** Begin Task input **

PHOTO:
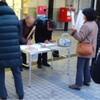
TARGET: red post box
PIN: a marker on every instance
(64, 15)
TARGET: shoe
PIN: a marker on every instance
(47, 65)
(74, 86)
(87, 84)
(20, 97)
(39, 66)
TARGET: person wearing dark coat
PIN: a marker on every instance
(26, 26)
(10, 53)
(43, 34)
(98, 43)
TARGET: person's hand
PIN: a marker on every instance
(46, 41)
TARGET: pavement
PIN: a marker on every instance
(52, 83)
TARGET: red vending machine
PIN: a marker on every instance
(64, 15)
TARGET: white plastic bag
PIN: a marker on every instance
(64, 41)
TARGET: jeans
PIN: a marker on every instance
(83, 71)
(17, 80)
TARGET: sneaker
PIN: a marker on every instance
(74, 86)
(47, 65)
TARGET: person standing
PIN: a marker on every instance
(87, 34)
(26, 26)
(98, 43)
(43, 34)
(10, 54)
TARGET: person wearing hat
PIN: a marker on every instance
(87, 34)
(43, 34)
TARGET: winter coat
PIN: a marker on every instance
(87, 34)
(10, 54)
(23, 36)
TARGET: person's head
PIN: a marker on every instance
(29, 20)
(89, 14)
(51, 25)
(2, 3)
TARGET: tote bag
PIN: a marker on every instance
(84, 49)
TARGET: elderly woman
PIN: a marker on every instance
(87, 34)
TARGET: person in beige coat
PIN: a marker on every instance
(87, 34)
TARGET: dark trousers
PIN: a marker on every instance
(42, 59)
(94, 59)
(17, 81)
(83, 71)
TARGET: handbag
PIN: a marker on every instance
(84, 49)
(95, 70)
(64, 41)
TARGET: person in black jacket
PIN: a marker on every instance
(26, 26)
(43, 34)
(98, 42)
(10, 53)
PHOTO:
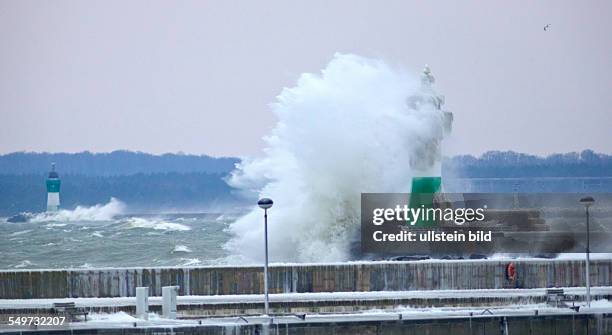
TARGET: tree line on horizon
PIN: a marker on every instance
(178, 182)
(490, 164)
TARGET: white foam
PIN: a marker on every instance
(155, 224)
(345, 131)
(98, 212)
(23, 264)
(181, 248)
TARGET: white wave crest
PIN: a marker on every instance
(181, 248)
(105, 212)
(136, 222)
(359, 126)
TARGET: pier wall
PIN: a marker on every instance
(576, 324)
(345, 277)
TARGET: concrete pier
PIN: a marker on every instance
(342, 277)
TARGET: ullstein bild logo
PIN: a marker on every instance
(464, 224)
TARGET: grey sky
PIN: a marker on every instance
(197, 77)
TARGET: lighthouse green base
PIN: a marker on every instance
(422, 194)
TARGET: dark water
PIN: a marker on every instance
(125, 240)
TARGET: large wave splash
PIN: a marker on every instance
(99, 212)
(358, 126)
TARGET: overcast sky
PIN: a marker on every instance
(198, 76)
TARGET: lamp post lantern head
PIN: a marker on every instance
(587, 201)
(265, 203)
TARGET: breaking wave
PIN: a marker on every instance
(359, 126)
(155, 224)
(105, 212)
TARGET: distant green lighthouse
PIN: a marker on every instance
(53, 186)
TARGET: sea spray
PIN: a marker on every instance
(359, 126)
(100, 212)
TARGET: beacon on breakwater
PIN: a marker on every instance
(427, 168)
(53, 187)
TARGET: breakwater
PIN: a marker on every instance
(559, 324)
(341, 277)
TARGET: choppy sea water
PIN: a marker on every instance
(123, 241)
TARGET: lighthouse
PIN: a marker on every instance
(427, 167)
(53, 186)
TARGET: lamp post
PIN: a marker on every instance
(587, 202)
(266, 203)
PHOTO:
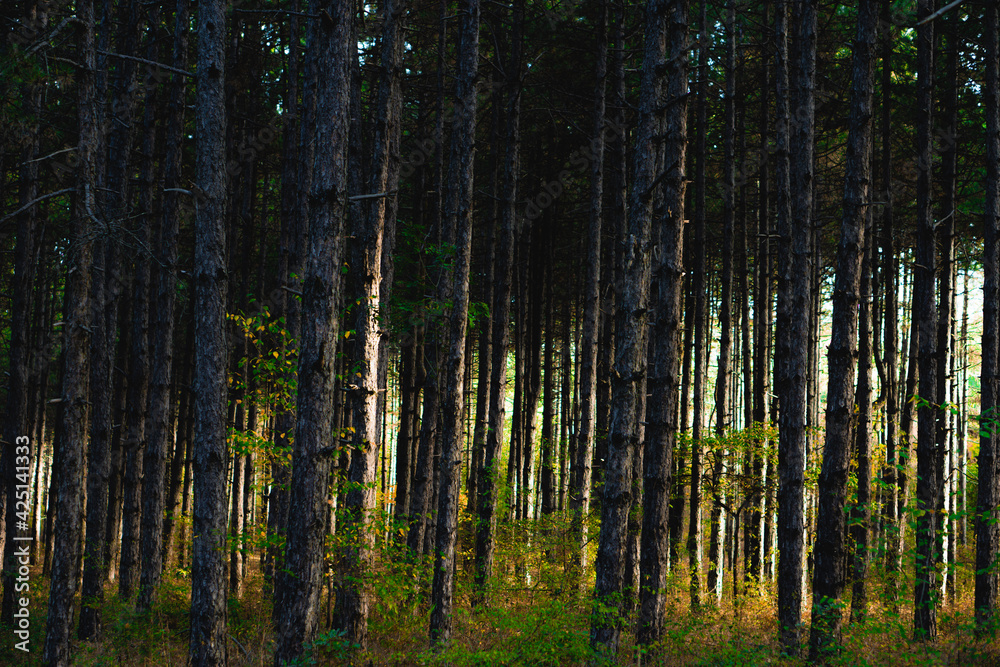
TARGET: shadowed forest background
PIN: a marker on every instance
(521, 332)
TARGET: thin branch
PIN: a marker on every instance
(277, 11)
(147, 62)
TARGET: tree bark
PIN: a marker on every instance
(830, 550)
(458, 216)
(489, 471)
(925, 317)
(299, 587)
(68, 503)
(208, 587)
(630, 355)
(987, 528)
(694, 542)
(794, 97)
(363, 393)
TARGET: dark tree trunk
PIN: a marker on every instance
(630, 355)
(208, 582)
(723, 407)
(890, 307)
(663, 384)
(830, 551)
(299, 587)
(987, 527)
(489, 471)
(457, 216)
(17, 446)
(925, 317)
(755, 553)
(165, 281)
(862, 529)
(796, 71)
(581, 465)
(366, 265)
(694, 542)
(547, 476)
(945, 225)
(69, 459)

** End Task input **
** Begin Task input **

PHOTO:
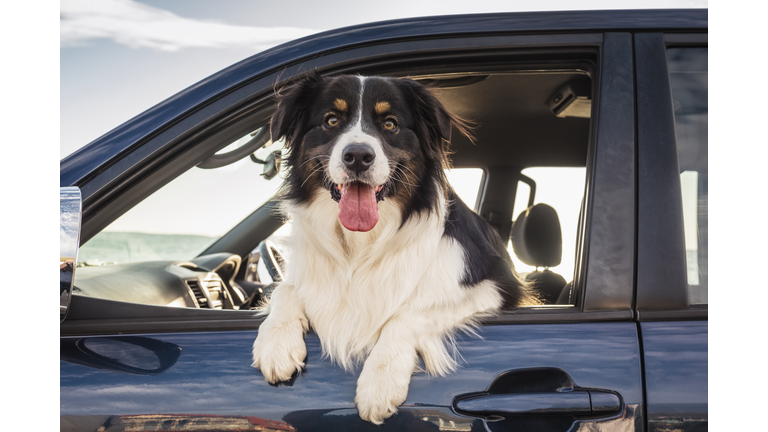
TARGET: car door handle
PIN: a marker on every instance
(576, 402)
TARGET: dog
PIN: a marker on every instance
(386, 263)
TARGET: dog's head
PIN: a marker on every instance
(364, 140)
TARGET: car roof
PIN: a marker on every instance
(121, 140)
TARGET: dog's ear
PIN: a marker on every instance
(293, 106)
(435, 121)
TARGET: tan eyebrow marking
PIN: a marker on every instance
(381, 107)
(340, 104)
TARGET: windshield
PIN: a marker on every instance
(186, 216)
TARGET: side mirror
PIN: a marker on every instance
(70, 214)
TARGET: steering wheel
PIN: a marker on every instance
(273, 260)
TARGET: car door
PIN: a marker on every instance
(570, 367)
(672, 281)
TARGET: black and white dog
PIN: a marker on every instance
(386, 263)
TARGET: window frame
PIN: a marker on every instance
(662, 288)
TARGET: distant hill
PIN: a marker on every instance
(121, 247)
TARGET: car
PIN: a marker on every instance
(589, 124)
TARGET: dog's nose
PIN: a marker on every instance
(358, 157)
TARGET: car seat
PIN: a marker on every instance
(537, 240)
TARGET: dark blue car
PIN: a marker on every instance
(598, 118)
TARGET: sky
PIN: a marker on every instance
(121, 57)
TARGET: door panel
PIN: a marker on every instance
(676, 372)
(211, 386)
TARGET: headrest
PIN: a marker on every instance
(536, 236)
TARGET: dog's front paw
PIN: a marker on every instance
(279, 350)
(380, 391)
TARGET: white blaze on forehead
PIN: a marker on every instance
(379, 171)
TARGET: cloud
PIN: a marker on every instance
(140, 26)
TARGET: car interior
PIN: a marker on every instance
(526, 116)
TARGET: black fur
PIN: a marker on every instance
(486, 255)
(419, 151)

** End Task input **
** Begin Task input **

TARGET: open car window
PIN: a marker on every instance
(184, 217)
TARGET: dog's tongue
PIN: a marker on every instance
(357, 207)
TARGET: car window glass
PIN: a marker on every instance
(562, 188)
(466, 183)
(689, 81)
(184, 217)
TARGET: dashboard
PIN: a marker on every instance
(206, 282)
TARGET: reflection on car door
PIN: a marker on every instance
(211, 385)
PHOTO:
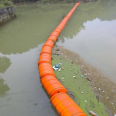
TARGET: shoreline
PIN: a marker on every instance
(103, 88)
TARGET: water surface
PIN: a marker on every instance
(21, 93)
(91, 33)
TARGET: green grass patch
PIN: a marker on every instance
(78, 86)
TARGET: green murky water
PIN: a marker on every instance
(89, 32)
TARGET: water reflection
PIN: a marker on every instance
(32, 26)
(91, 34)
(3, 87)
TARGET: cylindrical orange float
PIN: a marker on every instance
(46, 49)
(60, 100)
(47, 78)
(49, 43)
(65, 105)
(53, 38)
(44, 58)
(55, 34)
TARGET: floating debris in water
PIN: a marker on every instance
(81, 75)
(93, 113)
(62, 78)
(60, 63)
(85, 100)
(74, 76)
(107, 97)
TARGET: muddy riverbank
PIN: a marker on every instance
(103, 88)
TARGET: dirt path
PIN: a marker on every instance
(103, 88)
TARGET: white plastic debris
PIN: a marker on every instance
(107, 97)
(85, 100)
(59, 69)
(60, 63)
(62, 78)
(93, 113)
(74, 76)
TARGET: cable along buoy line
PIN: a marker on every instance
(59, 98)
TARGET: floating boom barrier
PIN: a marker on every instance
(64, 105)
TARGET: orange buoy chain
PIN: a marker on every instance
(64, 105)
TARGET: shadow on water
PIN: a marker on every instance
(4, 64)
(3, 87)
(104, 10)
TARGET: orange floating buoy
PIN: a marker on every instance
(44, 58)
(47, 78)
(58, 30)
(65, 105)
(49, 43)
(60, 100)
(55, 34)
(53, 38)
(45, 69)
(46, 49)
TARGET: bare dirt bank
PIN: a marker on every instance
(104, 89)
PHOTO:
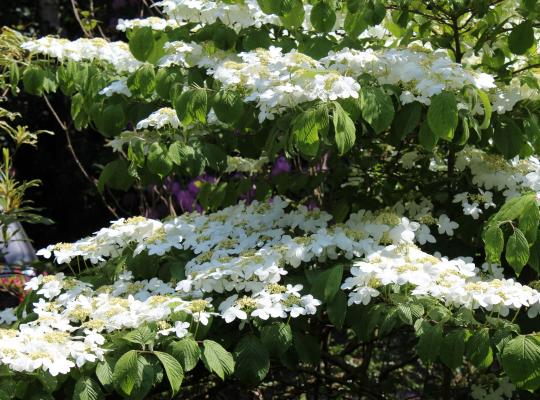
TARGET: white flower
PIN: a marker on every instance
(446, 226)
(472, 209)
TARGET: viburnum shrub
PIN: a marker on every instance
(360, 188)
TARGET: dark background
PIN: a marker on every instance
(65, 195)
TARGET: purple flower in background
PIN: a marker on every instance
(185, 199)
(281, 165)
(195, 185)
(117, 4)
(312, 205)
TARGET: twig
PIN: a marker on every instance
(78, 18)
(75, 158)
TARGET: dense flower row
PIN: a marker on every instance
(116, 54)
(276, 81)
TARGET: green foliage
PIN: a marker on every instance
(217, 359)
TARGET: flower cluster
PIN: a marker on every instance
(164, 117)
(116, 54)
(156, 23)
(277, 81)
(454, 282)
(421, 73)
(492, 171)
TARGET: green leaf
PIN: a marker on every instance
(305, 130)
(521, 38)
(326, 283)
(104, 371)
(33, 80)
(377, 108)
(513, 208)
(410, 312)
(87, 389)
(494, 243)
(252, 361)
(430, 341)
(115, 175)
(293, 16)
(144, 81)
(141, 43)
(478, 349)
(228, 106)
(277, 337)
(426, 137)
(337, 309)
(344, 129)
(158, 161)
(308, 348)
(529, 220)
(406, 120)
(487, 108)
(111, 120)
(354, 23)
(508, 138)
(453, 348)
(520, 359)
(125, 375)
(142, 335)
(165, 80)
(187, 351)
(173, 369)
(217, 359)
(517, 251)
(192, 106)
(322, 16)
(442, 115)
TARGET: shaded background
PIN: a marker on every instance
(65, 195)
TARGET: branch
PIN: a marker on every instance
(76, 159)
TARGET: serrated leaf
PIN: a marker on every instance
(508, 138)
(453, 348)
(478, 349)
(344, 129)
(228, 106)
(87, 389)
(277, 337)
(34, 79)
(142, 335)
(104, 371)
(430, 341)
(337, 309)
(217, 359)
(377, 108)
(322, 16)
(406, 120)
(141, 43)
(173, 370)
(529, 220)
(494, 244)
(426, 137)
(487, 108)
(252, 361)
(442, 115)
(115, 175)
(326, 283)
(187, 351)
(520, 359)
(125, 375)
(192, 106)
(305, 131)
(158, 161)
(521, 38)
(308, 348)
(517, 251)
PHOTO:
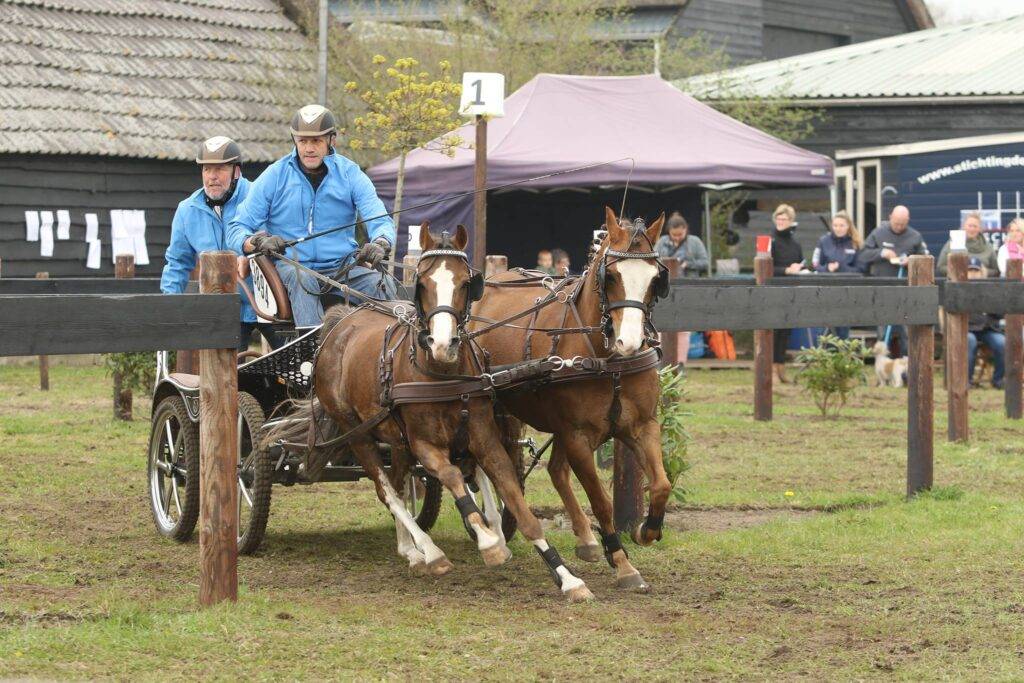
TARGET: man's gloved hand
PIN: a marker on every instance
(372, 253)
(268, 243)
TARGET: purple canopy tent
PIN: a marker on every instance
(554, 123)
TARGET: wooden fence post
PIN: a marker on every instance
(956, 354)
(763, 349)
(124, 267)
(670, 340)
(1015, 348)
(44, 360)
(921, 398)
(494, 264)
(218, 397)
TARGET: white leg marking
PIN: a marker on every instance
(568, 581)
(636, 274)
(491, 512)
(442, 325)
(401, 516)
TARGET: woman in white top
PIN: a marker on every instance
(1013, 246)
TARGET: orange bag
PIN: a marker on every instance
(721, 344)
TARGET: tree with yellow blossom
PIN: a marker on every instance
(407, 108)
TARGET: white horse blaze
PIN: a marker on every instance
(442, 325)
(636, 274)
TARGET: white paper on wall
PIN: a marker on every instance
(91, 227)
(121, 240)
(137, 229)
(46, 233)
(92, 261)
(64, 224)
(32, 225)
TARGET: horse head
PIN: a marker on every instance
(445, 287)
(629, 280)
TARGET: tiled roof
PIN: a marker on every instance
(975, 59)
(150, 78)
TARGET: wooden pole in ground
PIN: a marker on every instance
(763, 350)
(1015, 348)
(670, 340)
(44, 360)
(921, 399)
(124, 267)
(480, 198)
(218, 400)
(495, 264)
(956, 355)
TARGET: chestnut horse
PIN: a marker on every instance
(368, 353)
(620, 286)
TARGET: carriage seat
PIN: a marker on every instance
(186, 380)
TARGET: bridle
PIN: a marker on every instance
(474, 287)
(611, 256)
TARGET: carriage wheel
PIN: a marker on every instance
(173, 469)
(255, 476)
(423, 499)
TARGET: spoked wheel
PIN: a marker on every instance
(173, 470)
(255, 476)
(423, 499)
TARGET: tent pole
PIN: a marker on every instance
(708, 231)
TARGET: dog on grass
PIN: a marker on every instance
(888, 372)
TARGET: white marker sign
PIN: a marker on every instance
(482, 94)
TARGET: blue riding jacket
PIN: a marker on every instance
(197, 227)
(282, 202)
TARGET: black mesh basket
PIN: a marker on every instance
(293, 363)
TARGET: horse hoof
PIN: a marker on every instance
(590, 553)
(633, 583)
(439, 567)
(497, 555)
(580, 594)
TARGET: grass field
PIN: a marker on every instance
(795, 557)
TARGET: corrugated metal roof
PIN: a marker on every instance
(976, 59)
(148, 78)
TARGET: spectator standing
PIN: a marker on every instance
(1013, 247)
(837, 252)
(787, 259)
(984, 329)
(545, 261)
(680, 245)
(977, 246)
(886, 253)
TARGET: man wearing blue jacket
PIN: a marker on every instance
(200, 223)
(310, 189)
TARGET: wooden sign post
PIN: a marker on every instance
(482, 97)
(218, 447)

** End Task input **

-- Goal of the exercise --
Please pick out every line among the items above that contains the word "flower", and copy each one.

-- Solution to this exercise --
TARGET: white flower
TARGET: purple flower in background
TARGET: dense flower row
TARGET: flower cluster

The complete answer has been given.